### [EXERCISE PROMPT]
Reproduce verbatim the stretch of lines from the one containing "Q. Locate the hockey glove;" through the one containing "pixel 595 323", including both of those lines.

Object location annotation data
============================================================
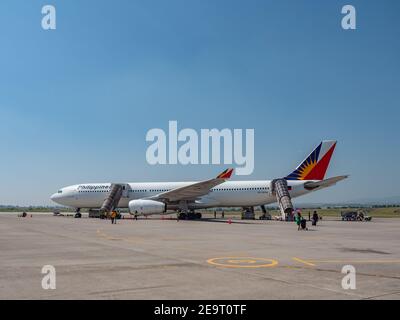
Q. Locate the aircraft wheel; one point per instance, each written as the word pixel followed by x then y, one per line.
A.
pixel 182 216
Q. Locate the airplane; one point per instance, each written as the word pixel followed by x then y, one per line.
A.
pixel 152 198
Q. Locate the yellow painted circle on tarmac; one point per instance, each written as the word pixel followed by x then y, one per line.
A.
pixel 243 262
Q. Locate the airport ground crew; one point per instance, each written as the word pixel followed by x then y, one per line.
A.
pixel 298 220
pixel 315 218
pixel 114 217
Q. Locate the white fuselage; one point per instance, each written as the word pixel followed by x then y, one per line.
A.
pixel 227 194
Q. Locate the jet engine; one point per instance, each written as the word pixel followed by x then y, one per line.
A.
pixel 144 207
pixel 280 188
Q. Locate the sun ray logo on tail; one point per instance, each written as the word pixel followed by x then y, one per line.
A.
pixel 316 164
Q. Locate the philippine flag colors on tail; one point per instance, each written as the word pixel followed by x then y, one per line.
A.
pixel 315 165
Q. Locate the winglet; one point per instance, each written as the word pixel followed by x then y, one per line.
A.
pixel 226 174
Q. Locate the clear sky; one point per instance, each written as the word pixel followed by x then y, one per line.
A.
pixel 76 103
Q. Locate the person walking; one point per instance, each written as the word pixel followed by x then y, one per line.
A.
pixel 114 217
pixel 315 218
pixel 298 220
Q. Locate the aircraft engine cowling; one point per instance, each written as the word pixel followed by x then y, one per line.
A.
pixel 144 207
pixel 281 190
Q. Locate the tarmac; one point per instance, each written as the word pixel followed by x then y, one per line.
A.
pixel 160 258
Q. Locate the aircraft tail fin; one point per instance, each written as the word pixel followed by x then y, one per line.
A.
pixel 316 164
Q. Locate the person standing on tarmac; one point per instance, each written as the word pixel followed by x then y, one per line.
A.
pixel 114 217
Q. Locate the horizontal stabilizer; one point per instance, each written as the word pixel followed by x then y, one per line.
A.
pixel 323 183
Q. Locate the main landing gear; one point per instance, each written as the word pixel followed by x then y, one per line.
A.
pixel 191 215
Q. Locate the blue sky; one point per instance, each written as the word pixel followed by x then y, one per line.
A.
pixel 76 103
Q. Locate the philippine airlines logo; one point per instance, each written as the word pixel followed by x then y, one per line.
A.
pixel 187 146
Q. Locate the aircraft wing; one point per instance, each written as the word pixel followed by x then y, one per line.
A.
pixel 195 190
pixel 323 183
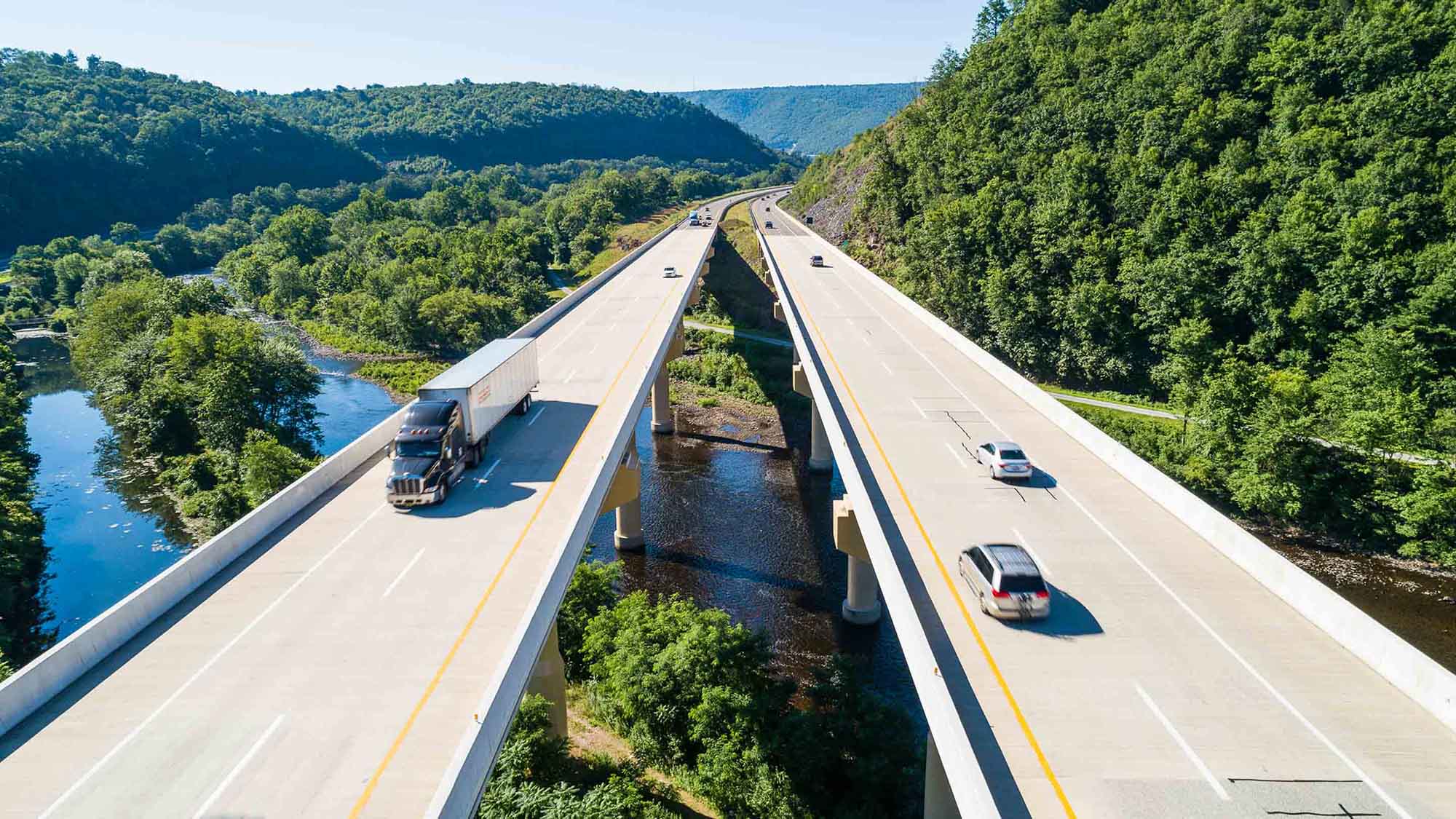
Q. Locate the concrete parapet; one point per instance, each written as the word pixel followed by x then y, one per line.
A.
pixel 863 590
pixel 550 681
pixel 802 381
pixel 822 458
pixel 940 800
pixel 663 422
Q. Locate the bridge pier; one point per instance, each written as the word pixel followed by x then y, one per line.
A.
pixel 863 590
pixel 940 800
pixel 625 496
pixel 662 404
pixel 822 459
pixel 550 679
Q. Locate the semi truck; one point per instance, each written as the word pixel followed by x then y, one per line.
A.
pixel 448 429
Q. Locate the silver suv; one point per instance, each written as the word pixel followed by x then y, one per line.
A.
pixel 1007 582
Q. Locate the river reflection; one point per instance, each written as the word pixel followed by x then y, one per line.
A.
pixel 107 528
pixel 748 531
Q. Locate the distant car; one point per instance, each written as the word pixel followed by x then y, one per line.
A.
pixel 1007 582
pixel 1004 459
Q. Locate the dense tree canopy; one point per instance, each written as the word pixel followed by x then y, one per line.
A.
pixel 474 126
pixel 1246 206
pixel 82 148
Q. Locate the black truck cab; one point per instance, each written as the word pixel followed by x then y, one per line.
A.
pixel 429 454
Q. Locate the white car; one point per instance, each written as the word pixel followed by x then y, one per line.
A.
pixel 1004 459
pixel 1007 582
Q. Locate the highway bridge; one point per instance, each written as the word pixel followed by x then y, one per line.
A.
pixel 1168 681
pixel 357 660
pixel 328 656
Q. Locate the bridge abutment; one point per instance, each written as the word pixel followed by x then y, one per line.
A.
pixel 863 590
pixel 550 681
pixel 663 422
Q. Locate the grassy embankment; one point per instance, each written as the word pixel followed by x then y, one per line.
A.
pixel 630 237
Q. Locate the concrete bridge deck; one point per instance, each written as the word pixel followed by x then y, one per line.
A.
pixel 1168 681
pixel 341 666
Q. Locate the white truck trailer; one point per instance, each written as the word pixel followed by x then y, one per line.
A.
pixel 448 430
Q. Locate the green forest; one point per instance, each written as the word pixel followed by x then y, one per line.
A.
pixel 472 124
pixel 88 145
pixel 807 120
pixel 697 695
pixel 1244 207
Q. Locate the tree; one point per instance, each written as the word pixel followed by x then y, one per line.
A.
pixel 302 232
pixel 989 21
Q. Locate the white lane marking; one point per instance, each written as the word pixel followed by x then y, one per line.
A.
pixel 1238 657
pixel 1267 685
pixel 481 480
pixel 1183 743
pixel 213 660
pixel 1042 564
pixel 957 455
pixel 238 768
pixel 404 571
pixel 585 323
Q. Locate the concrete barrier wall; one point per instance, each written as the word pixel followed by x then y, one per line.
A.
pixel 68 660
pixel 1397 660
pixel 963 768
pixel 464 783
pixel 47 675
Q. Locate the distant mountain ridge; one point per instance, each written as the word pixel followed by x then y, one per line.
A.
pixel 475 126
pixel 82 148
pixel 807 120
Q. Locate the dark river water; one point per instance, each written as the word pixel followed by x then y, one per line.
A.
pixel 746 531
pixel 735 528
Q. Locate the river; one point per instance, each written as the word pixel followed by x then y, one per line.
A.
pixel 106 525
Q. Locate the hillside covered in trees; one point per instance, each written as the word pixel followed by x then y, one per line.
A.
pixel 88 145
pixel 474 126
pixel 807 120
pixel 1246 207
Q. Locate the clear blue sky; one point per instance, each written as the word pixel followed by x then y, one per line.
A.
pixel 282 46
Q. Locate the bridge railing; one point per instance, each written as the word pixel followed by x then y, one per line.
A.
pixel 1393 657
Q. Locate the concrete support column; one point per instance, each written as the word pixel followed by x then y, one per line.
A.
pixel 630 525
pixel 625 496
pixel 550 679
pixel 662 408
pixel 863 589
pixel 940 800
pixel 822 459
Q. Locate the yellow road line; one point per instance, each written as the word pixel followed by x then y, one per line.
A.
pixel 480 606
pixel 946 574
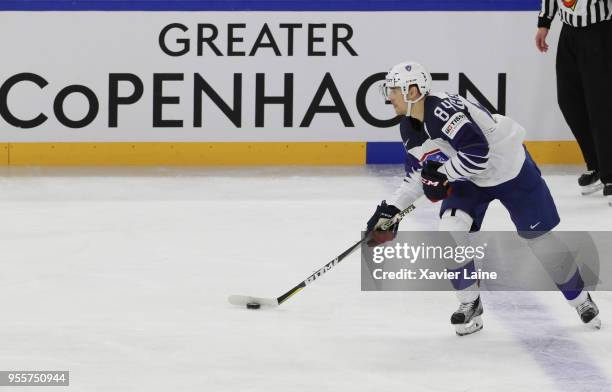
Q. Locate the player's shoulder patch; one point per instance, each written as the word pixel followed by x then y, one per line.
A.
pixel 454 124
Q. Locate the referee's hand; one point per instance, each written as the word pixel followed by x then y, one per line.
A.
pixel 541 39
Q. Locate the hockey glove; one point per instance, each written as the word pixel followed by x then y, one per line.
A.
pixel 384 212
pixel 435 184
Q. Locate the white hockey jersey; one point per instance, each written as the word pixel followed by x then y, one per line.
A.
pixel 475 145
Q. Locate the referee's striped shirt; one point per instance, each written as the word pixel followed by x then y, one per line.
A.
pixel 576 13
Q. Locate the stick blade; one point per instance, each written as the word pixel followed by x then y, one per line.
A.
pixel 242 300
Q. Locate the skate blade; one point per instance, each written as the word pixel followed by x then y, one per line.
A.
pixel 589 189
pixel 467 329
pixel 595 323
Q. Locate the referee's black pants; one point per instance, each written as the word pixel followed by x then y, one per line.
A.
pixel 584 91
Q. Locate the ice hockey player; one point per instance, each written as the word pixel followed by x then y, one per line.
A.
pixel 460 153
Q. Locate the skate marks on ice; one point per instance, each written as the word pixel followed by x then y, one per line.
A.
pixel 559 354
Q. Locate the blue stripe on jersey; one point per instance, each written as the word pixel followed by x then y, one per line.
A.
pixel 269 5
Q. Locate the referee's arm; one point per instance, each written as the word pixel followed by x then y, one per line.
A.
pixel 547 14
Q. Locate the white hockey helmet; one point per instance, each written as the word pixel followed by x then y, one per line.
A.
pixel 404 75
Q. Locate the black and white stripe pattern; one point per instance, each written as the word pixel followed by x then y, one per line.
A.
pixel 584 12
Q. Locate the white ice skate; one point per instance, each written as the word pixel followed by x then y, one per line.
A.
pixel 589 313
pixel 468 318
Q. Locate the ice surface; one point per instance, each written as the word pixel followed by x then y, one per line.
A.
pixel 122 275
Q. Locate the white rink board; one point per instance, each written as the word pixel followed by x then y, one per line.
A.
pixel 85 47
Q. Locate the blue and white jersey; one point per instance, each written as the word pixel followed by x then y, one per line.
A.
pixel 475 145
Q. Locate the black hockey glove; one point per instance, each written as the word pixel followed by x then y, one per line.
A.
pixel 383 213
pixel 435 184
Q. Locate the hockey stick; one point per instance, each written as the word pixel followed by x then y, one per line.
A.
pixel 243 300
============================================================
### [RESPONSE TO THIS TASK]
Q. Locate the hockey glove; one point per instance, each written as the word pixel followed by x then y, one per line.
A.
pixel 384 212
pixel 435 184
Q. Locate the white hockey jersey; one point per instance, each written as the word pixel followed by x then y, one per line.
A.
pixel 475 145
Q. Locate the referee's striped shirt; one point per instance, each written as the word pixel followed by x then y, one per line.
A.
pixel 576 13
Q. Locate the stick blade; one point per instance, each written as the word pixel followed by x then y, one per line.
A.
pixel 242 300
Q. Locate the skate blade; one point per instance, each written as the word pixel followed by x then y, one per line.
A.
pixel 589 189
pixel 467 329
pixel 595 323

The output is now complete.